WHAT YOU NEED TO DO: Extract every line of the data below that contains the string "cherry". Case counts.

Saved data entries

|---|

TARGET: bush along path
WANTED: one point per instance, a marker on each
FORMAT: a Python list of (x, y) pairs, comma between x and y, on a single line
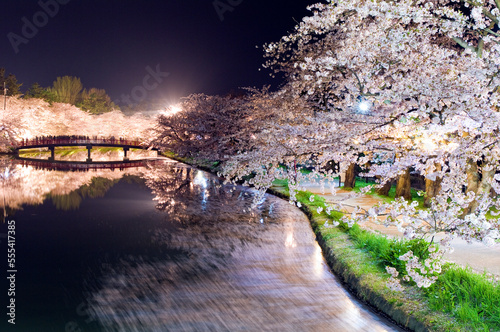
[(460, 300)]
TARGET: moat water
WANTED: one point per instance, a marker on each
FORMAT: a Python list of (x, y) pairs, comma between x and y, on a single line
[(164, 248)]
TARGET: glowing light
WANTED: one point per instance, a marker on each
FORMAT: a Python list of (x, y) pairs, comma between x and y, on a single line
[(428, 144), (171, 110), (364, 106), (200, 180)]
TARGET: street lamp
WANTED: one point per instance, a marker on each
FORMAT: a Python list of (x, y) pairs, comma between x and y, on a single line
[(363, 105)]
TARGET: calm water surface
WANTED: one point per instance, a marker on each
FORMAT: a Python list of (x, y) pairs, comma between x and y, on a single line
[(165, 248)]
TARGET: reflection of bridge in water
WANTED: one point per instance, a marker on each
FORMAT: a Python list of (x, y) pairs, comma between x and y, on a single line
[(83, 166), (58, 141)]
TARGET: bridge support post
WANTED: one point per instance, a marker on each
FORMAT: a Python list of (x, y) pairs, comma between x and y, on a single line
[(89, 148), (125, 150), (52, 153)]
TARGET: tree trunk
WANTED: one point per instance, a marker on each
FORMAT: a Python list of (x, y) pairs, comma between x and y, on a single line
[(480, 184), (432, 188), (384, 190), (403, 187), (350, 176)]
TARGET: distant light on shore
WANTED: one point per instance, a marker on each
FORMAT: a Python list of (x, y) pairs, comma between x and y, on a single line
[(170, 110)]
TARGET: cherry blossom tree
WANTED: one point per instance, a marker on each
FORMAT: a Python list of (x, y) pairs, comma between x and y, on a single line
[(398, 85)]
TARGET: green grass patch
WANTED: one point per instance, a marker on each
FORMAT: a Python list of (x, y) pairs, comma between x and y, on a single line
[(470, 297), (460, 300)]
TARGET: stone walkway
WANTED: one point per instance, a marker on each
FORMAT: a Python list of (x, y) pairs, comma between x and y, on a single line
[(479, 257)]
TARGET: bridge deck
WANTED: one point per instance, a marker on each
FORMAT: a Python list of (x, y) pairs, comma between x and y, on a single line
[(108, 142)]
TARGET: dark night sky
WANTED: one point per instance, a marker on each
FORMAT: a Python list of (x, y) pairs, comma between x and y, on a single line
[(109, 43)]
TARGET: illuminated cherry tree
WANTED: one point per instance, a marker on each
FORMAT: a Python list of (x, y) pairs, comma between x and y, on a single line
[(27, 118), (396, 86)]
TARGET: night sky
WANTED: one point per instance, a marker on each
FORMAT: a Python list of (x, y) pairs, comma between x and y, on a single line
[(110, 44)]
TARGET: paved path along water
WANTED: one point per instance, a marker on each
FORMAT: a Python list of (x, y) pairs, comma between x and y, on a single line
[(476, 255), (200, 261)]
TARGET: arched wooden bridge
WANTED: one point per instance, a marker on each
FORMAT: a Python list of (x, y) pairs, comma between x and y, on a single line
[(51, 142), (81, 166)]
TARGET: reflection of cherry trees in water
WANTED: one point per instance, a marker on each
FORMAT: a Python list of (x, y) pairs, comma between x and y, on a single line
[(224, 266), (184, 193), (26, 185)]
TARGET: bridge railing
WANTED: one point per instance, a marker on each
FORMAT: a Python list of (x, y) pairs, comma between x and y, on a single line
[(78, 140)]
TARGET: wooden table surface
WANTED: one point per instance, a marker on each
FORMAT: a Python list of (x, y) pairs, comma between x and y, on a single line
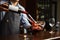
[(38, 36)]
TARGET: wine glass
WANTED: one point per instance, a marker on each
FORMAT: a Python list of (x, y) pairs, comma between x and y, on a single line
[(52, 23)]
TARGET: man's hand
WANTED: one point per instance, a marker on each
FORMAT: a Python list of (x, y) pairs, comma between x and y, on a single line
[(5, 5)]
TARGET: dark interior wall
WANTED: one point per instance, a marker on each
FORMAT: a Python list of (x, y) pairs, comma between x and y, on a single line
[(58, 10), (31, 7)]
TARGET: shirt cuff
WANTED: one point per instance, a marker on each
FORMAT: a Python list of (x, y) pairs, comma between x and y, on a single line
[(13, 8)]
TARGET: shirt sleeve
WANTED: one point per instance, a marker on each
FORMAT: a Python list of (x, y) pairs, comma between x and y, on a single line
[(24, 20)]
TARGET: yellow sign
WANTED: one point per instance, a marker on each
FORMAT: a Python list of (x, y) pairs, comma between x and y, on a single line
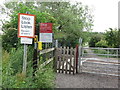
[(40, 45)]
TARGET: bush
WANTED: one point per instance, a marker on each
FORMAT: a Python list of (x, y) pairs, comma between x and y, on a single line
[(102, 43), (12, 68)]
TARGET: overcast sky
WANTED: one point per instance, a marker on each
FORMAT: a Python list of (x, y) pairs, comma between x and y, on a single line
[(105, 13)]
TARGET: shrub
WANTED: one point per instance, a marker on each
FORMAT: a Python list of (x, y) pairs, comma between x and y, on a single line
[(102, 43)]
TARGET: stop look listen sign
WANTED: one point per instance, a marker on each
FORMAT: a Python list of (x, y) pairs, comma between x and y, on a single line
[(26, 25)]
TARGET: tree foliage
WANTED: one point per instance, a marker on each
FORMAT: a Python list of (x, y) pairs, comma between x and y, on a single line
[(112, 37), (70, 20)]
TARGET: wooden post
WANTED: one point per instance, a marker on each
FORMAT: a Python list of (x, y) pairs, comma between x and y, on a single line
[(25, 59), (76, 58), (55, 56)]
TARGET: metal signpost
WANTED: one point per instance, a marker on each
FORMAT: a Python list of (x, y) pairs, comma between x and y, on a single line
[(45, 33), (26, 30)]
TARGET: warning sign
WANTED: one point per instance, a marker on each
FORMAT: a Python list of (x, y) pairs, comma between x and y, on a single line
[(45, 32), (26, 25)]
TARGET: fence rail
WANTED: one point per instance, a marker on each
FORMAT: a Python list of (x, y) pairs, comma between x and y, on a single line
[(66, 60), (45, 57)]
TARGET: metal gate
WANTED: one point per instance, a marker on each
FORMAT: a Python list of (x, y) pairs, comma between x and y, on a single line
[(65, 60), (99, 60)]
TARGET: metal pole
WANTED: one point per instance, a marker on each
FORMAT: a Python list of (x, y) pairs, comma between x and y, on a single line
[(25, 59), (56, 43)]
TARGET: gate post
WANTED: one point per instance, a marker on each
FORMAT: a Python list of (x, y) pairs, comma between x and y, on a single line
[(79, 56), (55, 56)]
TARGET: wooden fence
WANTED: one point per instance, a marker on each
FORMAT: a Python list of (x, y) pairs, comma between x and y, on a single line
[(65, 60)]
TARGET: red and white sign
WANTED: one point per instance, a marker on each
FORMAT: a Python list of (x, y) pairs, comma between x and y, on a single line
[(26, 25), (45, 27), (45, 32)]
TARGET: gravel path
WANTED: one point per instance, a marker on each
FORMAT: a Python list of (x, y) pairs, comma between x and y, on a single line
[(85, 80)]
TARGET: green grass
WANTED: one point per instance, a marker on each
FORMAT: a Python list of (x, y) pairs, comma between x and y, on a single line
[(14, 78), (101, 51)]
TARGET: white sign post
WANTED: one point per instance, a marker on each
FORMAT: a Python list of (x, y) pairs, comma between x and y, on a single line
[(26, 31)]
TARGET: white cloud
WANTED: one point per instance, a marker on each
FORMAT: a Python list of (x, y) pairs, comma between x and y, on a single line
[(105, 13)]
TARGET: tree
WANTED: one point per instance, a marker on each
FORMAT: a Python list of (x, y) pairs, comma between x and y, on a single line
[(72, 20), (69, 20)]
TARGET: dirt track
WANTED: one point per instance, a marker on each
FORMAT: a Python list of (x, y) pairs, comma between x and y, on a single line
[(85, 81)]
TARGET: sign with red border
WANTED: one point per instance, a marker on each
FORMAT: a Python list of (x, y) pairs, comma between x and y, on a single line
[(26, 25), (45, 27)]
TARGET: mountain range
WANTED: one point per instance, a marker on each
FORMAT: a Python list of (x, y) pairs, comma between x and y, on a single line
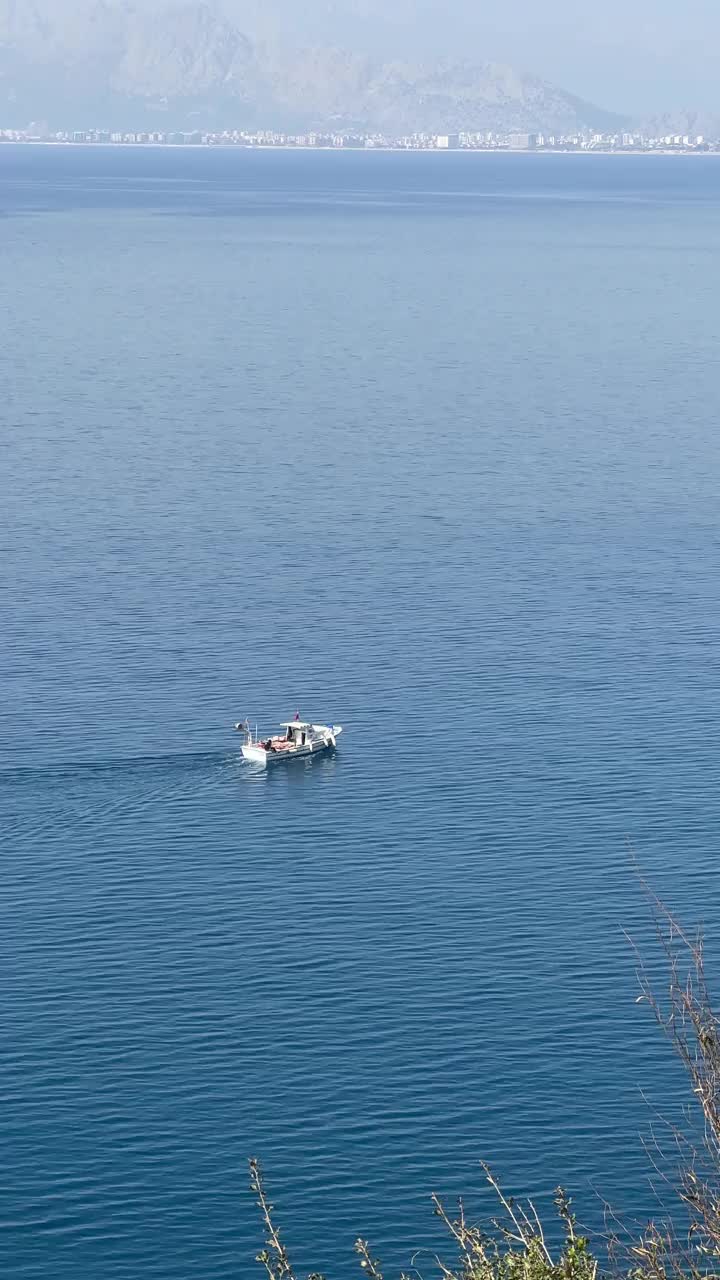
[(238, 63)]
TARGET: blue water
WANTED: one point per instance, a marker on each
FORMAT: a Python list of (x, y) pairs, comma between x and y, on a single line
[(427, 446)]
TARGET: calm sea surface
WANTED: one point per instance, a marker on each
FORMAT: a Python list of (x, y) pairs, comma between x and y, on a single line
[(422, 444)]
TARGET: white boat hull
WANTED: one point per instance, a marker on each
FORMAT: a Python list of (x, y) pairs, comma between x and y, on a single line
[(324, 737)]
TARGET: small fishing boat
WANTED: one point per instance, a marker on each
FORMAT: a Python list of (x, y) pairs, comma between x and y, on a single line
[(297, 740)]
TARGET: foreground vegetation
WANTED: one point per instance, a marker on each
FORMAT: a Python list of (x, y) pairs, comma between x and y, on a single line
[(514, 1246)]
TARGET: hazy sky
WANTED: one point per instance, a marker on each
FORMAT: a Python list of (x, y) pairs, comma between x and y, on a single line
[(634, 55)]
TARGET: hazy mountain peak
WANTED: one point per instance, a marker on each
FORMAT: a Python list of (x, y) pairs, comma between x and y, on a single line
[(106, 62)]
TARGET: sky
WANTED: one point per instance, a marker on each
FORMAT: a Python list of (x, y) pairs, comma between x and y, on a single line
[(636, 55)]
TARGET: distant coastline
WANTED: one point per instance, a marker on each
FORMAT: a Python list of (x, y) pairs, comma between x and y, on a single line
[(478, 142), (382, 150)]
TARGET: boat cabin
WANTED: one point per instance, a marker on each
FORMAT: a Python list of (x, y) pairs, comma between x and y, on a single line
[(297, 732)]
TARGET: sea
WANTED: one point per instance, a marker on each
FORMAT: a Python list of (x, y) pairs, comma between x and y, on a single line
[(422, 444)]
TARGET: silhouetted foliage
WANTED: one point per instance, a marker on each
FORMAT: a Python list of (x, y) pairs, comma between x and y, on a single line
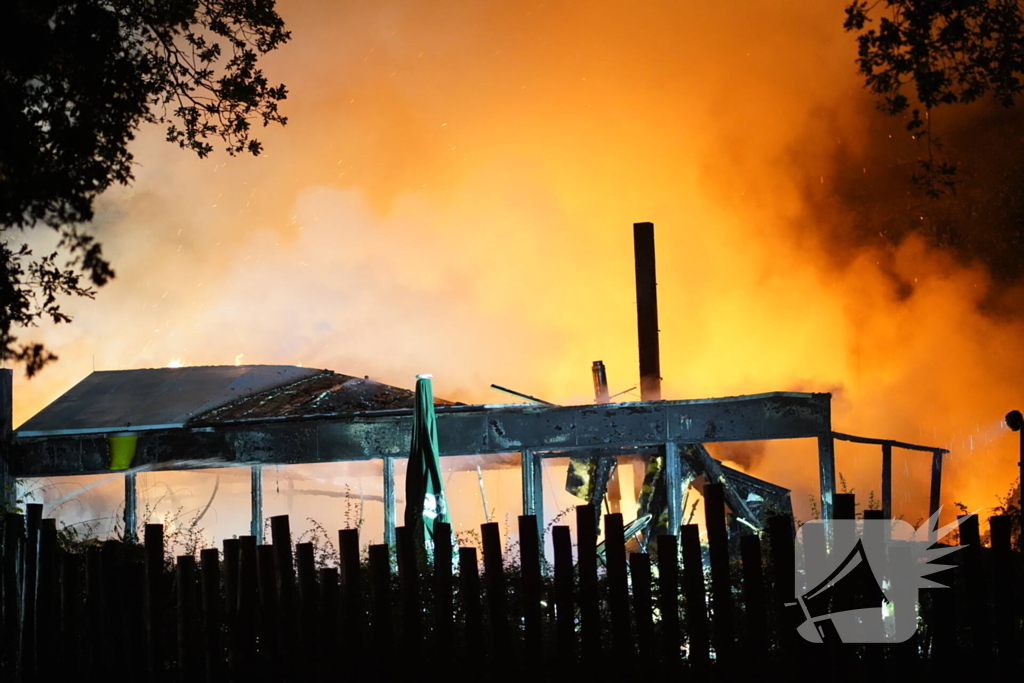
[(77, 80), (924, 53)]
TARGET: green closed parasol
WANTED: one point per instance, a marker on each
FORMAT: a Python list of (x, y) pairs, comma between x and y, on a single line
[(424, 492)]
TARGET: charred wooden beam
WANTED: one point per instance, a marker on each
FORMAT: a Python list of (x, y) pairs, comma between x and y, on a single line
[(462, 430)]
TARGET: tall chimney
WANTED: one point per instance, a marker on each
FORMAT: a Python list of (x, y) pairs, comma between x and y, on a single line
[(650, 361), (600, 382)]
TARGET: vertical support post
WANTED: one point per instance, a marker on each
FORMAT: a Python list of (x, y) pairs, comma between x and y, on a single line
[(6, 428), (256, 488), (532, 486), (674, 481), (933, 504), (131, 508), (887, 480), (826, 468), (600, 382), (389, 505), (650, 364)]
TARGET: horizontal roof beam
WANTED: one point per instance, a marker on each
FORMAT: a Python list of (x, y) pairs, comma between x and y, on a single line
[(487, 430)]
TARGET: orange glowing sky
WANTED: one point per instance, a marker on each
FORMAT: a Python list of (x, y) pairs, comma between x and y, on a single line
[(455, 191)]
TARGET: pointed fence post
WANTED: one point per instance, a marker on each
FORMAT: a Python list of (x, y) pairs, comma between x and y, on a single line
[(469, 595), (494, 582), (721, 585), (529, 563), (564, 604)]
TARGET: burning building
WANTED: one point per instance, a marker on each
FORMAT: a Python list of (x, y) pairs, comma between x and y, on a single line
[(242, 423)]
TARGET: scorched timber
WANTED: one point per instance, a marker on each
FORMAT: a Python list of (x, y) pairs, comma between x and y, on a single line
[(462, 430)]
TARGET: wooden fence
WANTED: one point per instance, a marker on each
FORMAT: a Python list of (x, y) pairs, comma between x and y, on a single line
[(248, 612)]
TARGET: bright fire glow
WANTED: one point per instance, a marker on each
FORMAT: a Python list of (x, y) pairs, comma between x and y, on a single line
[(455, 191)]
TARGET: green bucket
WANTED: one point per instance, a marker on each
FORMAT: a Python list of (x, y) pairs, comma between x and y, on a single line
[(122, 451)]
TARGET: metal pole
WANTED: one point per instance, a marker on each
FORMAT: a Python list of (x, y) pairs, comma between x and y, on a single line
[(887, 480), (256, 491), (600, 382), (674, 481), (826, 467), (389, 505), (933, 505), (650, 364), (532, 493), (131, 508), (6, 427)]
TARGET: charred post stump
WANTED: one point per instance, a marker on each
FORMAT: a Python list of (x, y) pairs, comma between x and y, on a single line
[(308, 612), (380, 577), (232, 550), (564, 602), (212, 638), (443, 605), (494, 583), (755, 602), (34, 517), (721, 585), (112, 560), (245, 654), (94, 650), (72, 626), (697, 624), (590, 614), (529, 564), (267, 634), (784, 613), (48, 603), (412, 609), (189, 658), (619, 596), (351, 597), (980, 629), (642, 606), (154, 540), (327, 641), (469, 596), (284, 567), (1004, 589), (876, 539), (13, 605)]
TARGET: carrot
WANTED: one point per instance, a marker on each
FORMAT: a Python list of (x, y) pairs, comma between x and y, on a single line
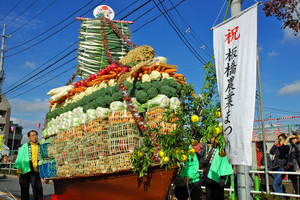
[(108, 76), (178, 75), (170, 70)]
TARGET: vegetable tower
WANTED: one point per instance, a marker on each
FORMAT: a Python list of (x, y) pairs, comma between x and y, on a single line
[(95, 125)]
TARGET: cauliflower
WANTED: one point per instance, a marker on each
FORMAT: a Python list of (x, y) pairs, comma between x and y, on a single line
[(130, 79), (145, 78), (165, 75), (103, 84), (112, 82), (155, 76)]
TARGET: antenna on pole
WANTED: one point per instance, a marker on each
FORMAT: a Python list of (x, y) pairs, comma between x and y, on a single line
[(2, 57)]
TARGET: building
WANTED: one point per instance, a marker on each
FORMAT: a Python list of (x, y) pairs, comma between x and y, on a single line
[(5, 111), (18, 136)]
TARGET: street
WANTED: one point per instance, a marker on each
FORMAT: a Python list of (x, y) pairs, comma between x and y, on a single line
[(10, 184)]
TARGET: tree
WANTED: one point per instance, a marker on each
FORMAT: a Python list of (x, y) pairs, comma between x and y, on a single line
[(286, 10)]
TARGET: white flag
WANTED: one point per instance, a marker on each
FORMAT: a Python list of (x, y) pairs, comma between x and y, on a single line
[(235, 55)]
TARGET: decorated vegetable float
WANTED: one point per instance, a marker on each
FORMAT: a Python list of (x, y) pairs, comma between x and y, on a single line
[(120, 132)]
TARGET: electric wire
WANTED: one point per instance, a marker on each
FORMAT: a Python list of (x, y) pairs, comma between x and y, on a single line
[(9, 91), (21, 13), (126, 8), (157, 16), (34, 17), (11, 10), (42, 65), (187, 26), (181, 36), (187, 33), (136, 9), (42, 76), (43, 82), (53, 26), (48, 36)]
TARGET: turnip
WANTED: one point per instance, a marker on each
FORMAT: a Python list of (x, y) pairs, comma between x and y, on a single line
[(92, 77), (102, 72), (113, 66)]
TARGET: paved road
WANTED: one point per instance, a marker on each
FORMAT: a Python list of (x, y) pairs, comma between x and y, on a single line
[(11, 184)]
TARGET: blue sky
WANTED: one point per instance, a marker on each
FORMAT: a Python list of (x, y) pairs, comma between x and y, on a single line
[(278, 49)]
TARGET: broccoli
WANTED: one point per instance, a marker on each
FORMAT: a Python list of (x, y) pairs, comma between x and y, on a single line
[(156, 84), (146, 86), (141, 96), (84, 100), (109, 90), (174, 84), (166, 81), (128, 84), (101, 92), (166, 90), (117, 88), (152, 92), (117, 96), (108, 99), (173, 92), (85, 108), (138, 85), (131, 91), (101, 102)]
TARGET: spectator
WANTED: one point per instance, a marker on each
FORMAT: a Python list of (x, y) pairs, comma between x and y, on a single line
[(188, 182), (260, 149), (280, 151), (215, 173), (5, 160), (27, 167), (14, 159), (296, 157)]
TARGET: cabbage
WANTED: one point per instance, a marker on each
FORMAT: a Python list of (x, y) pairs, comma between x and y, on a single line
[(102, 112), (75, 122), (79, 111), (158, 101), (91, 114), (117, 105), (174, 102), (83, 118)]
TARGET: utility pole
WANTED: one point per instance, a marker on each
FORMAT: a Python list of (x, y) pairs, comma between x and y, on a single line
[(244, 181), (2, 58)]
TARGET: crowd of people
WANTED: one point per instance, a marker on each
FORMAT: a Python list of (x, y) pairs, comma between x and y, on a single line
[(286, 157), (216, 173)]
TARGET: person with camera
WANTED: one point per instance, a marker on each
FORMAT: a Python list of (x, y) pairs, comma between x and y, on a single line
[(294, 161), (280, 152)]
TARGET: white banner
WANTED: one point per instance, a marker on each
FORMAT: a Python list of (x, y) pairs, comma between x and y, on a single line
[(235, 55)]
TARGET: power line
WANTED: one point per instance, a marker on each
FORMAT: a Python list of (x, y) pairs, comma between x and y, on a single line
[(9, 91), (22, 12), (42, 65), (126, 7), (34, 17), (179, 34), (11, 10), (187, 26), (49, 35), (156, 17), (136, 9), (52, 27), (44, 75), (44, 82)]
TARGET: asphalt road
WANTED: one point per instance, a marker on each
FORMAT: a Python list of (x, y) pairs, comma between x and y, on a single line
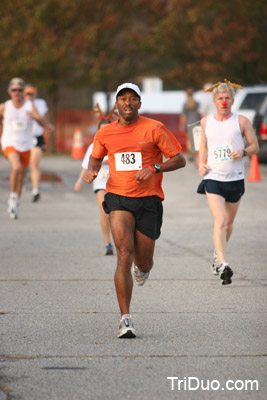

|---|

EXERCISE RESULT:
TARGET: cherry blossom tree
TARGET: illuminated cherry tree
TARGET: reflection of cherry trees in water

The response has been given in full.